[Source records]
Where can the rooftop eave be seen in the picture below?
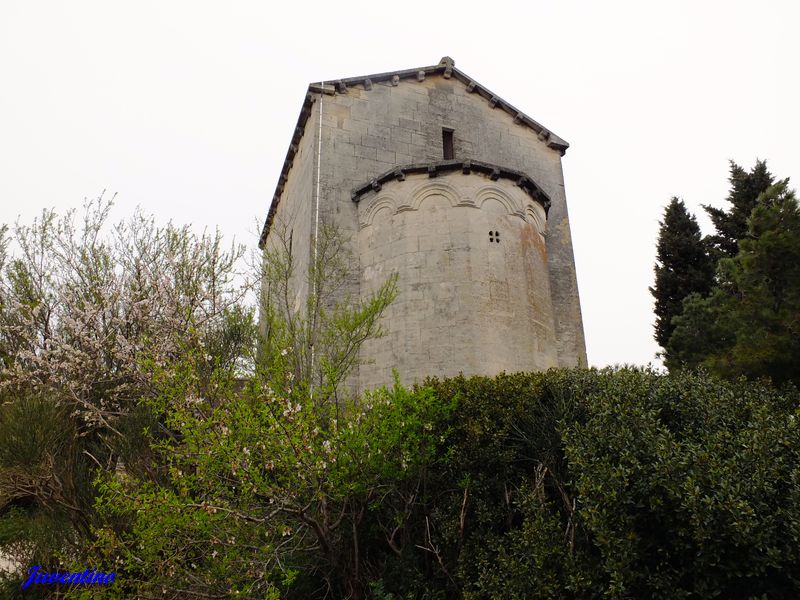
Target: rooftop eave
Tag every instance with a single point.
(445, 68)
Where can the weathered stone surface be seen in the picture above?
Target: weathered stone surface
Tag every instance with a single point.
(466, 303)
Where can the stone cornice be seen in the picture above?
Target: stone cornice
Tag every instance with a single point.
(445, 68)
(432, 169)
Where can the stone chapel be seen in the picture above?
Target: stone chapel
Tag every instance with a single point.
(434, 177)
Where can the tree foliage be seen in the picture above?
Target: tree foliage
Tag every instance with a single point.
(576, 484)
(684, 267)
(750, 323)
(87, 310)
(731, 224)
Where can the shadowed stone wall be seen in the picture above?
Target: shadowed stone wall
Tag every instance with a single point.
(466, 303)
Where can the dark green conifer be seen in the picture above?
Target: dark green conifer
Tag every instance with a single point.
(683, 267)
(731, 224)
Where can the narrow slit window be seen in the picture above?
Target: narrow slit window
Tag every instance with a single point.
(447, 144)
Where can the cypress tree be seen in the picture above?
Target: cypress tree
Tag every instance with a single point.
(731, 225)
(683, 267)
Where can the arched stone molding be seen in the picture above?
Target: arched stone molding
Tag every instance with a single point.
(495, 192)
(535, 215)
(366, 214)
(462, 191)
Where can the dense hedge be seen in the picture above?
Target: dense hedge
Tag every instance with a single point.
(566, 484)
(620, 484)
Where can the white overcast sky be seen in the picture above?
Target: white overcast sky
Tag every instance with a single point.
(186, 108)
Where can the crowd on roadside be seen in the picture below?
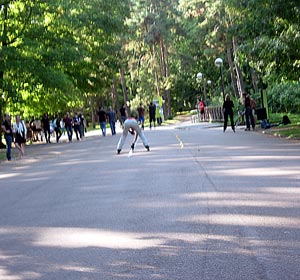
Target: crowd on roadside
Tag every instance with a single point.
(43, 129)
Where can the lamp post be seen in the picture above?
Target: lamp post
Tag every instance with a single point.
(200, 76)
(209, 82)
(219, 63)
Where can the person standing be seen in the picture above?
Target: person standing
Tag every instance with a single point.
(131, 125)
(19, 128)
(8, 135)
(46, 127)
(248, 112)
(141, 115)
(202, 110)
(123, 114)
(76, 123)
(68, 121)
(57, 128)
(152, 111)
(82, 124)
(102, 120)
(112, 120)
(228, 111)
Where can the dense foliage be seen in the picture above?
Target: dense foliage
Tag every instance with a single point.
(59, 55)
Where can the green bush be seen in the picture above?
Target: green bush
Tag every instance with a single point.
(284, 98)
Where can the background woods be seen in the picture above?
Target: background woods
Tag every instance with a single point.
(63, 55)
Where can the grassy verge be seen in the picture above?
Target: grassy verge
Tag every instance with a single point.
(290, 131)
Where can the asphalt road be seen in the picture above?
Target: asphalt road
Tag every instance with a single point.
(202, 204)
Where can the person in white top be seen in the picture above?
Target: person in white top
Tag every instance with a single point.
(19, 128)
(131, 125)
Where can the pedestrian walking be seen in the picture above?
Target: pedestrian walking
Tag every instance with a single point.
(102, 120)
(141, 115)
(228, 111)
(123, 114)
(248, 112)
(131, 125)
(112, 120)
(76, 125)
(68, 124)
(19, 128)
(46, 127)
(57, 128)
(152, 111)
(8, 135)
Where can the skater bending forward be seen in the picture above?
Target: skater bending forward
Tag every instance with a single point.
(131, 125)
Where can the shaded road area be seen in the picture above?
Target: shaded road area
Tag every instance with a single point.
(202, 204)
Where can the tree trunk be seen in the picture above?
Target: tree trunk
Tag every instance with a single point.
(165, 75)
(92, 110)
(4, 45)
(231, 69)
(240, 81)
(125, 95)
(116, 99)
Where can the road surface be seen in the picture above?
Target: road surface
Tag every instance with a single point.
(202, 204)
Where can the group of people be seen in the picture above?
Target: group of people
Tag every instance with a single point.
(16, 132)
(39, 129)
(249, 108)
(46, 126)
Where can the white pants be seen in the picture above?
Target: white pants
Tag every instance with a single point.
(131, 123)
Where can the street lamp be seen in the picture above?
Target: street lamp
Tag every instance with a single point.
(219, 63)
(200, 76)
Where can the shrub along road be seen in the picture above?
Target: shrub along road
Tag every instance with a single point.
(202, 204)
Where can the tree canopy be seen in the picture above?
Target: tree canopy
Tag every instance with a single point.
(59, 55)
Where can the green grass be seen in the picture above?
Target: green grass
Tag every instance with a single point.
(290, 131)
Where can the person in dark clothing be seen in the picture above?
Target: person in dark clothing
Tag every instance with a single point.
(102, 120)
(112, 120)
(228, 111)
(123, 114)
(46, 127)
(68, 122)
(57, 128)
(152, 110)
(76, 123)
(8, 135)
(141, 117)
(249, 112)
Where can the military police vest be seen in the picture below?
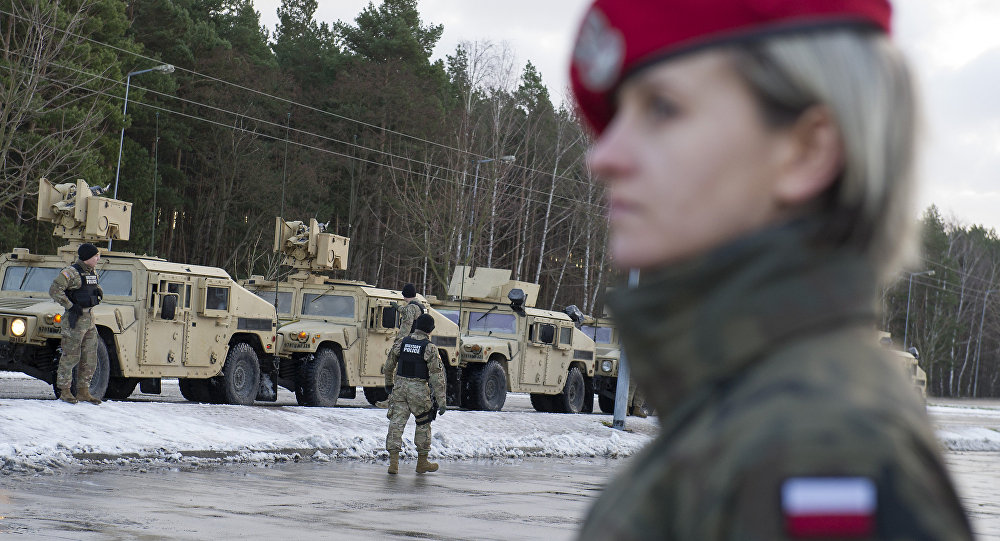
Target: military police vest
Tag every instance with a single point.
(88, 294)
(411, 359)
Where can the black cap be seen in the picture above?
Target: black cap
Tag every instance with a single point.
(425, 322)
(409, 291)
(86, 251)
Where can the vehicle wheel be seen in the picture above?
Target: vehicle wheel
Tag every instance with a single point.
(606, 403)
(319, 380)
(571, 399)
(196, 390)
(376, 394)
(120, 388)
(488, 388)
(240, 377)
(102, 372)
(541, 402)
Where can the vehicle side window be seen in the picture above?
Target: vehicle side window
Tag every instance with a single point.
(566, 336)
(217, 298)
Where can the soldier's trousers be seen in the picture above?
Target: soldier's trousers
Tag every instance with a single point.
(410, 396)
(79, 346)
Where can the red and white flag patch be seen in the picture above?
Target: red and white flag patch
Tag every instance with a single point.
(829, 507)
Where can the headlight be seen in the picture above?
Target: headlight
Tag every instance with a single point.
(17, 327)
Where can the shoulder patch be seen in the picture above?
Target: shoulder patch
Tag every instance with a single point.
(829, 507)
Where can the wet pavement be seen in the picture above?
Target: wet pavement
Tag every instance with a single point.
(542, 499)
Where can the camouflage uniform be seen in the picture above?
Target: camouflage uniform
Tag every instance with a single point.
(79, 344)
(412, 396)
(408, 313)
(762, 361)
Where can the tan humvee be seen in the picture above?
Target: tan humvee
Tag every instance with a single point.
(336, 333)
(908, 361)
(158, 319)
(509, 345)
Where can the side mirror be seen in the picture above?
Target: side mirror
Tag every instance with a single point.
(389, 317)
(168, 307)
(547, 334)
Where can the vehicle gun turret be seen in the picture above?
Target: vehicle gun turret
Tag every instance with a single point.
(310, 247)
(81, 214)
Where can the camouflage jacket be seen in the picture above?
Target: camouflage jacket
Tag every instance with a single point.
(435, 368)
(762, 360)
(408, 313)
(67, 279)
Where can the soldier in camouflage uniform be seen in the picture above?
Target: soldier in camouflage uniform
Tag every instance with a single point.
(409, 312)
(756, 156)
(415, 374)
(75, 289)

-- Problem to work on --
Write out the records above once more, word for word, with no pictures.

-- Finished answer --
Where can the rooftop eave be seen in the picture below?
Target: rooftop eave
Tag every instance with a single point.
(445, 68)
Where can the weathered stone surface be seen in the picture above?
Target: weathered stone surface
Tag every instance with a single point.
(466, 303)
Where can the stone cornice be seen in the picture above?
Target: stone cornice
Tag every instance with a single point.
(445, 68)
(432, 169)
Where can the stone chapel be seen in the picture above?
Target: stone chapel
Tag every instance with a single point.
(434, 177)
Where can the tree foliage be seen in the picture above?
Target: tree foliage
Tag every instance with a single point.
(576, 484)
(684, 267)
(750, 323)
(87, 310)
(731, 224)
Where can the shadowed stone wall be seen in the picture above?
Target: shadowed stone wall
Tag every instance with a single point.
(466, 303)
Where can the dark green conifer be seen in the picture above?
Target: dark green conifer
Tag every instance with a single point.
(683, 267)
(731, 224)
Where can the narrow slit window be seen in the picture above?
Target: narrow slit window
Tag every instance with a single point.
(447, 144)
Where can the cypress tree be seen in the picture above?
Target: cypress tree
Tag every instance with a single point.
(731, 225)
(683, 267)
Where can the arched stone molding be seen in the picture above?
Target: arched stone molding
Tag every instance with a single point.
(495, 192)
(535, 215)
(366, 214)
(462, 191)
Where can the dense hedge be seen in the picture above?
Target: dense hedge
Tag every instance with a single point.
(566, 484)
(620, 484)
Where can the white overcast sky be seen in the picture above?
Target: white overcast sky
Tag every instance with a single point.
(186, 108)
Where can the crowd on roadside be seen in the picture below?
Target: crowd on roadside
Tag every instance with a single point.
(43, 129)
Where can the lamp post be seen in the picture above?
Target: lamp post
Tag every instance with a single point.
(200, 76)
(209, 82)
(219, 63)
Where can the person standing be seen in the picture above?
Target: person standing
Tag every instance with a single point.
(131, 125)
(19, 128)
(8, 135)
(46, 127)
(248, 112)
(141, 115)
(202, 110)
(123, 114)
(76, 123)
(68, 121)
(57, 128)
(152, 111)
(82, 124)
(102, 120)
(112, 120)
(228, 111)
Where can the dense foliage be seen in the picture above?
Target: dense foliage
Tag every instance with a single point.
(59, 55)
Where can the green bush be seen in the picture above?
Target: green bush
Tag every instance with a single point.
(284, 98)
Where can the background woods be seen in the picture above?
Target: background woods
Tag every instance with a single point.
(63, 55)
Where can the grassy verge be seen in the picture above?
Target: grassy verge
Tag every instance with a single point.
(290, 131)
Where can the asphalt road be seen in the picture above?
Target: asphalt road
Tag every instance with a single point.
(202, 204)
Where can the person in white top be seen in the picture above?
Target: person in white top
Tag every instance with a single point.
(19, 128)
(131, 125)
Where can the pedestrian walking be seen in the picture above?
Target: pedestrian walking
Tag every instance with a single point.
(102, 120)
(141, 115)
(228, 111)
(123, 114)
(248, 112)
(131, 125)
(112, 120)
(76, 125)
(68, 124)
(19, 128)
(46, 127)
(57, 128)
(152, 111)
(8, 135)
Where can the skater bending forward be seen in the picture above?
Target: skater bending forward
Tag every instance with a single point.
(131, 125)
Where can the shaded road area be seen in the picture above?
Target: shaded road area
Tag every instance with a single point.
(202, 204)
Where can the tree trunk be seen in the picture above?
Target: tree trunk
Tag every instance with a single point.
(165, 75)
(92, 110)
(4, 45)
(231, 69)
(240, 81)
(125, 95)
(116, 99)
Where can the road surface be seen in the picture above?
Target: road surface
Tag every instance with a single point.
(202, 204)
Where can the group of people be seen in the picture above?
Target: group of people
Tag every instance with a single point.
(16, 132)
(39, 129)
(249, 108)
(46, 126)
Where can the white pants be seen in the picture above?
Target: white pants
Tag every instance with a single point.
(131, 123)
Where can the street lamp be seen in the picture above?
Target: street lamp
Tag every instance with a single point.
(219, 63)
(200, 76)
Where can the shrub along road be seen in the picture above?
Target: shrub along road
Tag every instance with a single point.
(202, 204)
Where can the tree canopy be seen in the picture above?
Target: tree canopy
Tag every instance with a single point.
(59, 55)
Where can the green grass be seen in the picture above?
Target: green grass
Tag every instance with a single point.
(290, 131)
Where can the person in dark clothing be seen in the picture above?
Target: person in dark clothing
Tag every instance with a single point.
(102, 120)
(112, 120)
(228, 111)
(123, 114)
(46, 127)
(68, 122)
(57, 128)
(152, 110)
(76, 123)
(8, 135)
(141, 117)
(249, 112)
Where can the military police vest be seen in the picture below?
Target: military police vest
Tag every instance with a single point.
(88, 294)
(411, 359)
Where can the black cap be seen in the picture above?
Target: black cap
Tag every instance with a single point.
(425, 322)
(409, 291)
(86, 251)
Where can the vehicle wheel be seen in the picture above?
Target: vehicle wheel
Tag every instance with a single point.
(606, 403)
(319, 380)
(571, 399)
(196, 390)
(376, 394)
(120, 388)
(488, 388)
(240, 377)
(102, 372)
(541, 402)
Where can the vehicle side window be seen in the picture above?
Target: vehicle side window
Tag every instance with a single point.
(566, 336)
(217, 298)
Where can the soldier's trousers be seen in the picture above?
Target: soldier's trousers
Tag every instance with a single point.
(410, 396)
(79, 346)
Where can the red and white flag patch be seen in the picture above?
Target: red and white flag patch
Tag every instance with a single point.
(829, 507)
Where can the headlight be seen in the picture above?
Target: headlight
Tag every instance with a single point.
(17, 327)
Where can the shoulder patch be seen in the picture above?
Target: shoulder patch
Tag every instance with a single point.
(829, 507)
Where can the wet pavement be seen in the picture above?
Target: wet pavement
Tag every instance with a single point.
(542, 499)
Where can the camouflage uniform be seen in the picture above?
Target: camouflage uniform
Tag every instance with a single point.
(79, 344)
(412, 396)
(408, 313)
(762, 361)
Where can the tan humvee be seen in the picture above?
Target: tan humvee
Tag every instance with a single point.
(336, 333)
(908, 361)
(158, 319)
(509, 345)
Where can the side mirror be seen in the picture above?
Target: side mirror
Tag every instance with a single point.
(389, 317)
(168, 307)
(547, 334)
Where can the vehicle gun turret be seen in the picture above?
Target: vehicle gun turret
Tag every instance with a single point.
(310, 247)
(81, 214)
Where can the camouflage jacket be seen in the picture above?
Target: camouflage jacket
Tag every instance with a single point.
(435, 368)
(762, 360)
(408, 313)
(67, 279)
Where can the soldier in camouflage uniform be seen in the picture above?
Target: soldier in camouflage uniform
Tag every instance with a single point.
(409, 312)
(756, 156)
(415, 374)
(75, 289)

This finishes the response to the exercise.